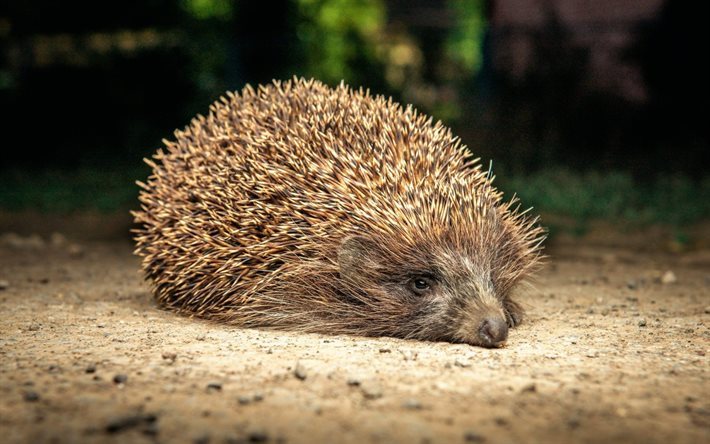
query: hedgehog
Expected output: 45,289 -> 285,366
133,78 -> 544,347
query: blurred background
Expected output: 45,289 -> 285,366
0,0 -> 710,236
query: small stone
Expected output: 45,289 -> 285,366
402,399 -> 422,410
207,381 -> 222,392
463,431 -> 486,442
454,359 -> 471,368
49,233 -> 67,247
360,380 -> 382,399
106,414 -> 158,434
661,270 -> 678,285
348,377 -> 360,387
22,390 -> 39,402
247,430 -> 269,442
293,362 -> 308,381
520,382 -> 537,393
192,434 -> 210,444
113,373 -> 128,384
67,244 -> 84,257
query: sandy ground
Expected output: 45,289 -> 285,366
0,214 -> 710,443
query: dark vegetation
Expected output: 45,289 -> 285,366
0,0 -> 710,226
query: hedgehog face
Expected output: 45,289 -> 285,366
338,236 -> 522,347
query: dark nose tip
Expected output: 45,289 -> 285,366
478,318 -> 508,347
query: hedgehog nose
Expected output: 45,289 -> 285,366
478,317 -> 508,347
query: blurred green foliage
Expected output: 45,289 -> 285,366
446,0 -> 487,75
295,0 -> 387,84
499,168 -> 710,226
181,0 -> 234,20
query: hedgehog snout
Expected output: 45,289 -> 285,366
478,316 -> 508,348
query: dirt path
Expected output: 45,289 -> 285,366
0,225 -> 710,443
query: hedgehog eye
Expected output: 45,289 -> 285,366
409,276 -> 434,295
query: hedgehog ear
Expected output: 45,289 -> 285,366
338,236 -> 382,283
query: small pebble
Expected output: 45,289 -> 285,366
402,399 -> 422,410
22,390 -> 39,402
192,435 -> 210,444
293,362 -> 308,381
106,414 -> 158,433
463,431 -> 486,442
520,382 -> 537,393
113,373 -> 128,384
247,430 -> 269,442
207,381 -> 222,392
454,359 -> 471,368
360,380 -> 382,399
661,270 -> 678,285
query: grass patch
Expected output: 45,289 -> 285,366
498,169 -> 710,226
0,166 -> 149,213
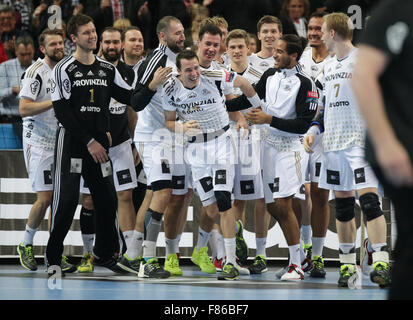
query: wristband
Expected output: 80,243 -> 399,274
247,93 -> 261,108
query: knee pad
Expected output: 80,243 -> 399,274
336,197 -> 356,222
359,192 -> 383,221
214,191 -> 231,212
79,207 -> 95,234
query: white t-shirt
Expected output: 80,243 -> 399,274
248,53 -> 274,73
163,70 -> 236,133
20,58 -> 57,150
321,48 -> 366,152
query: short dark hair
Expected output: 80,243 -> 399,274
280,34 -> 307,61
66,13 -> 93,37
100,27 -> 122,40
16,35 -> 34,49
39,28 -> 63,47
257,15 -> 283,32
198,22 -> 222,41
156,16 -> 181,37
176,49 -> 199,69
121,26 -> 142,41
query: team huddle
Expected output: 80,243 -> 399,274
18,13 -> 390,287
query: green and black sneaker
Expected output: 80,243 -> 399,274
310,256 -> 326,278
218,263 -> 239,280
248,255 -> 268,274
338,264 -> 357,287
370,261 -> 391,288
235,220 -> 248,264
17,243 -> 37,271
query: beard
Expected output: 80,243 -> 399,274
47,51 -> 65,62
102,51 -> 120,62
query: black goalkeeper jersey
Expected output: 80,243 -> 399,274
51,56 -> 132,148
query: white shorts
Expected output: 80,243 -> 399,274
263,143 -> 308,203
23,140 -> 54,192
318,146 -> 379,191
233,126 -> 264,200
136,141 -> 190,195
185,130 -> 235,206
80,140 -> 138,194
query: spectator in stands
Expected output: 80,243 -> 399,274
280,0 -> 310,38
0,35 -> 34,142
0,5 -> 22,59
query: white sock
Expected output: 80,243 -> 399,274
371,242 -> 387,252
288,244 -> 304,268
301,225 -> 312,244
217,233 -> 225,260
224,238 -> 236,266
82,233 -> 95,254
196,227 -> 211,251
209,229 -> 219,258
311,237 -> 326,259
126,230 -> 144,260
174,233 -> 182,253
22,224 -> 37,246
122,230 -> 133,250
255,238 -> 267,258
165,238 -> 177,257
338,243 -> 354,254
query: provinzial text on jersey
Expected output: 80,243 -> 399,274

** Your task **
Put each line of the entries above into a JSON list of strings, one string per line. Skip blank lines and leave out the pictures.

** Complete response **
[
  "query: hedgehog",
  "Expected output: 45,289 -> 285,366",
  "133,78 -> 544,347",
  "query: blurred background",
  "Expected output: 45,289 -> 285,366",
  "0,0 -> 710,236",
  "query: small stone",
  "Expected output: 45,289 -> 285,366",
  "402,399 -> 422,410",
  "207,381 -> 222,392",
  "463,431 -> 486,442",
  "454,359 -> 471,368",
  "49,233 -> 67,247",
  "360,380 -> 382,399",
  "106,414 -> 158,434",
  "661,270 -> 678,285",
  "348,377 -> 360,387",
  "22,390 -> 39,402",
  "247,430 -> 269,442",
  "293,362 -> 308,381",
  "520,382 -> 537,393",
  "192,434 -> 210,444",
  "113,373 -> 128,384",
  "67,244 -> 84,257",
  "query: sandy ground",
  "Expected output: 45,289 -> 285,366",
  "0,214 -> 710,443",
  "query: dark vegetation",
  "Expected output: 45,289 -> 285,366",
  "0,0 -> 710,226",
  "query: hedgehog face",
  "Expected output: 45,289 -> 285,366",
  "338,236 -> 522,347",
  "query: dark nose tip",
  "Expected output: 45,289 -> 285,366",
  "478,318 -> 508,347",
  "query: hedgehog nose",
  "Expected output: 45,289 -> 285,366",
  "478,317 -> 508,347",
  "query: blurred green foliage",
  "Expected output: 45,289 -> 285,366",
  "446,0 -> 487,75",
  "295,0 -> 387,84",
  "499,168 -> 710,226",
  "181,0 -> 234,20",
  "query: hedgehog snout",
  "Expected output: 45,289 -> 285,366",
  "478,316 -> 508,348",
  "query: dirt path",
  "Expected output: 45,289 -> 285,366",
  "0,225 -> 710,443",
  "query: hedgehog eye",
  "Expected output: 45,289 -> 285,366",
  "409,276 -> 434,295",
  "query: hedgehog ear",
  "Expected output: 45,289 -> 285,366",
  "338,236 -> 382,283",
  "query: small pebble",
  "Expected output: 45,289 -> 285,366",
  "402,399 -> 422,410",
  "22,390 -> 39,402",
  "192,435 -> 210,444",
  "293,362 -> 308,381",
  "106,414 -> 158,433",
  "463,431 -> 486,442",
  "520,382 -> 537,393",
  "113,373 -> 128,384",
  "247,430 -> 269,442",
  "207,381 -> 222,392",
  "454,359 -> 471,368",
  "360,380 -> 382,399",
  "661,270 -> 678,285",
  "query: grass patch",
  "Expected output: 45,289 -> 285,366",
  "498,169 -> 710,226",
  "0,166 -> 149,213",
  "query: wristband",
  "Expected output: 80,243 -> 399,274",
  "247,93 -> 261,108",
  "query: knee pad",
  "Expected output: 80,243 -> 399,274",
  "336,197 -> 356,222",
  "359,192 -> 383,221",
  "214,191 -> 231,212",
  "79,207 -> 95,234",
  "query: white t-shirt",
  "Expected output: 80,243 -> 399,274",
  "248,53 -> 274,73",
  "163,70 -> 236,133",
  "20,58 -> 57,150",
  "321,48 -> 366,152",
  "query: short dark hair",
  "Expected output: 80,243 -> 399,274",
  "280,34 -> 307,61",
  "66,13 -> 93,37",
  "100,27 -> 122,40",
  "16,35 -> 34,49",
  "39,28 -> 63,47",
  "257,15 -> 283,32",
  "198,22 -> 222,41",
  "156,16 -> 181,37",
  "176,49 -> 199,69",
  "121,26 -> 142,41",
  "query: team huddle",
  "Expected output: 80,243 -> 399,274",
  "18,13 -> 390,287",
  "query: green and black sneaker",
  "Expected output: 80,243 -> 399,274",
  "310,256 -> 326,278",
  "218,263 -> 239,280",
  "248,255 -> 268,274",
  "338,264 -> 357,287",
  "370,261 -> 391,288",
  "235,220 -> 248,264",
  "17,243 -> 37,271",
  "query: beard",
  "Expected output: 80,243 -> 399,274",
  "47,51 -> 65,62",
  "102,51 -> 120,62",
  "query: black goalkeeper jersey",
  "Expected output: 80,243 -> 399,274",
  "51,56 -> 132,148",
  "query: white shorts",
  "Expected output: 80,243 -> 399,274",
  "263,143 -> 308,203",
  "23,140 -> 54,192",
  "318,146 -> 379,191",
  "233,126 -> 264,200",
  "136,141 -> 190,195",
  "185,130 -> 235,206",
  "80,140 -> 138,194",
  "query: spectator in stands",
  "Expected output: 80,243 -> 399,274",
  "280,0 -> 310,38",
  "0,35 -> 34,142",
  "0,5 -> 22,59",
  "query: white sock",
  "Expected output: 80,243 -> 399,274",
  "371,242 -> 387,252",
  "288,244 -> 304,268",
  "301,225 -> 312,244",
  "217,233 -> 225,260",
  "224,238 -> 236,266",
  "82,233 -> 95,254",
  "196,227 -> 211,251",
  "209,229 -> 219,258",
  "311,237 -> 326,259",
  "126,230 -> 144,260",
  "174,233 -> 182,253",
  "22,224 -> 37,246",
  "122,230 -> 133,250",
  "255,238 -> 267,258",
  "165,238 -> 177,257",
  "338,243 -> 354,254",
  "query: provinzial text on jersey",
  "Expected output: 80,243 -> 399,274"
]